_TEXTE SOURCE_
Le chaos, la destruction et la mort qu’Israël est déterminé à infliger au Moyen-Orient semblent sans fin.

Dans un acte d’agression choquant et non provoqué, Israël a lancé cette nuit un assaut aérien à grande échelle sur de multiples cibles de grande valeur en Iran, y compris la capitale, Téhéran. Les frappes ont non seulement touché des installations nucléaires et des infrastructures de missiles, mais elles ont également permis d’assassiner des personnalités clés de la hiérarchie militaire iranienne : Le général Mohammad Bagheri, chef d’état-major des forces armées iraniennes, et le général Hossein Salami, commandant en chef du Corps des gardiens de la révolution islamique (CGRI).

_DONNÉES AFFICHÉES_
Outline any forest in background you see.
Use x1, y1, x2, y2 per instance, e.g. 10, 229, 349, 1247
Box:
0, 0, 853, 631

_CONSIGNES_
a: Répondez à ces questions sur le texte consacré aux frappes israéliennes en Iran :
(i) D'après la première phrase, quelles trois choses Israël est-il déterminé à infliger au Moyen-Orient ?
(ii) Quel poste occupait le général Mohammad Bagheri ?
(iii) Quel corps le général Hossein Salami commandait-il ?
b: Prolongez le texte sur les frappes israéliennes en Iran en reprenant juste après sa dernière phrase.
La liste ci-dessus est un document à part, sans lien avec le texte.

_RÉPONSES_
a:
(i) Le chaos, la destruction et la mort.
(ii) Chef d'état-major des forces armées iraniennes.
(iii) Le Corps des gardiens de la révolution islamique (CGRI).

b:
L’analyste géopolitique Pascal Lottaz a fait remarquer que ces assassinats ciblés « s’inscrivent parfaitement dans la stratégie militaire d’Israël, qui consiste à mener des frappes de « décapitation » contre des nations qu’ils jugent nécessaire d’éradiquer. Ils l’ont fait avec le Hamas à Gaza, avec le Hezbollah au Liban, et maintenant ils s’en prennent aux dirigeants de l’Iran et, ce faisant, terrorisent l’ensemble de la population civile du pays ».

Israël a tenté de justifier ses actions en les qualifiant de frappes « préventives » contre la menace présumée d’un programme d’armement nucléaire iranien – une affirmation dépourvue de tout fondement factuel. Comme l’a noté M. Lottaz :

Non seulement c’est une vérité vérifiée et acceptée, même par Israël et les États-Unis, que les Iraniens n’ont actuellement pas d’armes nucléaires, mais les Américains étaient en négociations actives avec eux et devaient tenir une autre réunion dimanche, lorsqu’Israël a décidé de commettre cet acte de guerre flagrant.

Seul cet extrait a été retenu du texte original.